Recorded data:

***

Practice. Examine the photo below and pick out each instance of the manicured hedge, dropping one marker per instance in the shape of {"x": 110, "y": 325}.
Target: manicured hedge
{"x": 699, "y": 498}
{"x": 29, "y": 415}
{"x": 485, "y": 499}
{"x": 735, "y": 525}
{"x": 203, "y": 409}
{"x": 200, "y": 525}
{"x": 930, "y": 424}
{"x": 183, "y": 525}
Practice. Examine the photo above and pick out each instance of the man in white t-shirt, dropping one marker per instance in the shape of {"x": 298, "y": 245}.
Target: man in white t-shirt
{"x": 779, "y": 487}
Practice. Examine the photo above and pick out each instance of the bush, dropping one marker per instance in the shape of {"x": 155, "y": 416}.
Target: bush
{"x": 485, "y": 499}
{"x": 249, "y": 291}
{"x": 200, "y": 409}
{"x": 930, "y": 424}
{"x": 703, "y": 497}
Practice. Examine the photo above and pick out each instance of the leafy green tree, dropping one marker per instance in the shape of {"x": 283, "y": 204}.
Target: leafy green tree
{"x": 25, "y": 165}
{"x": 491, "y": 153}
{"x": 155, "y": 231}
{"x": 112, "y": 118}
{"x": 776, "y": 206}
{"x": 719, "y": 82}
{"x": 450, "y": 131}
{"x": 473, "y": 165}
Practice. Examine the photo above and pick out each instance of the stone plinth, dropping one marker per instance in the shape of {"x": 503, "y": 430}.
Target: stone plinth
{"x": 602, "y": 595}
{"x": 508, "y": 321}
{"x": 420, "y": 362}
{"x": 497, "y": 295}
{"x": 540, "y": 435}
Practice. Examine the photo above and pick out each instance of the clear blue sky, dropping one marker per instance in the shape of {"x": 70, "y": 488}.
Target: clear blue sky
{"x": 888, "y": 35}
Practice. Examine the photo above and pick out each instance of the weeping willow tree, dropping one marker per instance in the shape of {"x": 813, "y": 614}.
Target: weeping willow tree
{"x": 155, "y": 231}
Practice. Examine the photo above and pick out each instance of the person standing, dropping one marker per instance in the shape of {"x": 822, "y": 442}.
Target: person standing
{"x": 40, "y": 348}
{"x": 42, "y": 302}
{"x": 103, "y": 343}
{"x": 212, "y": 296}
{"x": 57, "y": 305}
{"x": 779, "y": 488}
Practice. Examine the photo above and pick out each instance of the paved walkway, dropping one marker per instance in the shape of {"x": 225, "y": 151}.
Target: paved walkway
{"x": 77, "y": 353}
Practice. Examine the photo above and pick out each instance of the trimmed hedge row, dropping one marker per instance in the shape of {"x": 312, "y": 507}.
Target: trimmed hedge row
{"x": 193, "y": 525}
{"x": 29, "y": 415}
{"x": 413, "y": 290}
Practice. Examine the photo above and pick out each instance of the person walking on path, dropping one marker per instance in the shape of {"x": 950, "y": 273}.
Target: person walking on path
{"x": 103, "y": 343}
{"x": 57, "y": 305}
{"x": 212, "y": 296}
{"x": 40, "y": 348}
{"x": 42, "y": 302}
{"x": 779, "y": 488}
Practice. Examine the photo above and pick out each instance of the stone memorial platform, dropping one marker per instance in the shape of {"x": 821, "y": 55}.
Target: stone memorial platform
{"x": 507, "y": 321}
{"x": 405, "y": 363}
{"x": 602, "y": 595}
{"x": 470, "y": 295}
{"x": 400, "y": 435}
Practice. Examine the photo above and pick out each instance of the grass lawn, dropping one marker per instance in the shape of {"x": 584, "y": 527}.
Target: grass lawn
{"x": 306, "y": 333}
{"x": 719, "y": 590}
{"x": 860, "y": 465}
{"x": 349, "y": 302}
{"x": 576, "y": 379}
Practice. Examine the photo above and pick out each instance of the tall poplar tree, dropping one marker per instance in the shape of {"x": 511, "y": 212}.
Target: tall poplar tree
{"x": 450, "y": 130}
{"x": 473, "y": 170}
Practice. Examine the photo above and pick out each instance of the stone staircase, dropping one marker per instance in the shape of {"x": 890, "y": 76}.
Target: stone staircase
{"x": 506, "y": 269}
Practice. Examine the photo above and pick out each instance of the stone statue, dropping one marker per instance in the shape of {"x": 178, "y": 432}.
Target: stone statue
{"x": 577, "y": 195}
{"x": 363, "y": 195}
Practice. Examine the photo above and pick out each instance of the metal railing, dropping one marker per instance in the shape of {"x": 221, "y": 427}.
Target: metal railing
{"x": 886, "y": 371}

***

**Goal of the exercise:** Return every line of the listing above, unchanged.

**Exercise response:**
Practice. Examine the photo below and pick out each instance of the manicured hedge, dropping one marker per instance in the shape of {"x": 110, "y": 325}.
Target: manicured hedge
{"x": 699, "y": 498}
{"x": 29, "y": 415}
{"x": 485, "y": 499}
{"x": 735, "y": 525}
{"x": 203, "y": 409}
{"x": 200, "y": 525}
{"x": 930, "y": 424}
{"x": 183, "y": 525}
Practice. Examine the photo above and pick out each instance of the man in white t-shirt, dropping one marker per instance in the shape of {"x": 298, "y": 245}.
Target: man in white t-shirt
{"x": 779, "y": 487}
Practice. Examine the photo above and pick out each instance of the bush, dropping one marker per instance in the shape of {"x": 155, "y": 416}.
Target: bush
{"x": 485, "y": 499}
{"x": 249, "y": 291}
{"x": 200, "y": 409}
{"x": 930, "y": 424}
{"x": 703, "y": 497}
Practice. Examine the photo above and pick out each instance of the leafy green tree, dropping one marker per instance in the shape of {"x": 283, "y": 204}.
Target: leafy green tree
{"x": 25, "y": 165}
{"x": 491, "y": 153}
{"x": 155, "y": 231}
{"x": 112, "y": 118}
{"x": 776, "y": 206}
{"x": 719, "y": 82}
{"x": 450, "y": 131}
{"x": 473, "y": 165}
Practice. Examine the photo above and pick out each instance of the stone plinth, dropping one marker per instance in the shape of {"x": 503, "y": 430}.
Target: stone plinth
{"x": 602, "y": 595}
{"x": 508, "y": 321}
{"x": 420, "y": 362}
{"x": 497, "y": 295}
{"x": 540, "y": 435}
Practice. Examine the photo above and pick out each instance of the clear blue sky, dropping one marker per instance in the shape of {"x": 70, "y": 488}.
Target: clear blue sky
{"x": 888, "y": 35}
Practice. Examine the photo above and pick out each instance of the weeping willow tree, dropping one marker per instance in the shape of {"x": 813, "y": 614}.
Target: weeping willow tree
{"x": 155, "y": 231}
Practice. Examine the photo above and pick out each instance of the person standing, dropping one marker per instance in the shape of {"x": 822, "y": 442}.
Target: person standing
{"x": 40, "y": 348}
{"x": 42, "y": 302}
{"x": 103, "y": 343}
{"x": 212, "y": 296}
{"x": 57, "y": 305}
{"x": 779, "y": 488}
Practice. Examine the photo above and pick out each instance of the paved walkway, dropping one marker per instance in the shape of {"x": 225, "y": 151}.
Target: paved walkway
{"x": 77, "y": 353}
Practice. Examine the photo above and pick out each instance of the trimmed hedge row, dropping one marker per instance in the shape of {"x": 312, "y": 507}.
Target: trimmed hedge row
{"x": 193, "y": 525}
{"x": 29, "y": 415}
{"x": 413, "y": 290}
Practice. Examine the photo above and pick out each instance of the person walking on path, dropping one marker per instance in the shape of {"x": 950, "y": 273}.
Target: person walking on path
{"x": 103, "y": 343}
{"x": 57, "y": 305}
{"x": 212, "y": 296}
{"x": 40, "y": 348}
{"x": 42, "y": 302}
{"x": 779, "y": 488}
Practice. Examine the photo above and pick out each instance of the stone memorial platform, dropping one marker per instance in the shape of {"x": 821, "y": 55}.
Target: stone memorial platform
{"x": 507, "y": 321}
{"x": 405, "y": 363}
{"x": 602, "y": 595}
{"x": 470, "y": 295}
{"x": 400, "y": 435}
Practice. Examine the photo above and pick out each instance of the grass lawn, dropping one marker per instance in the shape of {"x": 584, "y": 527}.
Target: grass lawn
{"x": 306, "y": 333}
{"x": 719, "y": 590}
{"x": 860, "y": 465}
{"x": 349, "y": 302}
{"x": 576, "y": 379}
Practice. Examine the photo above and pick out each instance of the tall poplar tree, dropping one marker per instance in the shape of {"x": 511, "y": 212}.
Target: tall poplar tree
{"x": 450, "y": 130}
{"x": 473, "y": 170}
Practice. Examine the photo above and pick out each instance of the stone staircase, dropping one marker per instance in the shape of {"x": 890, "y": 76}.
Target: stone staircase
{"x": 506, "y": 269}
Practice. Examine the photo above and pick out each instance of the stone statue, dropping one marker per instance in the shape of {"x": 178, "y": 432}.
Target: stone statue
{"x": 577, "y": 195}
{"x": 363, "y": 195}
Practice. Examine the photo above and pick out each instance of the metal railing, dropping one marker per instance in the shape of {"x": 221, "y": 427}.
Target: metal railing
{"x": 886, "y": 371}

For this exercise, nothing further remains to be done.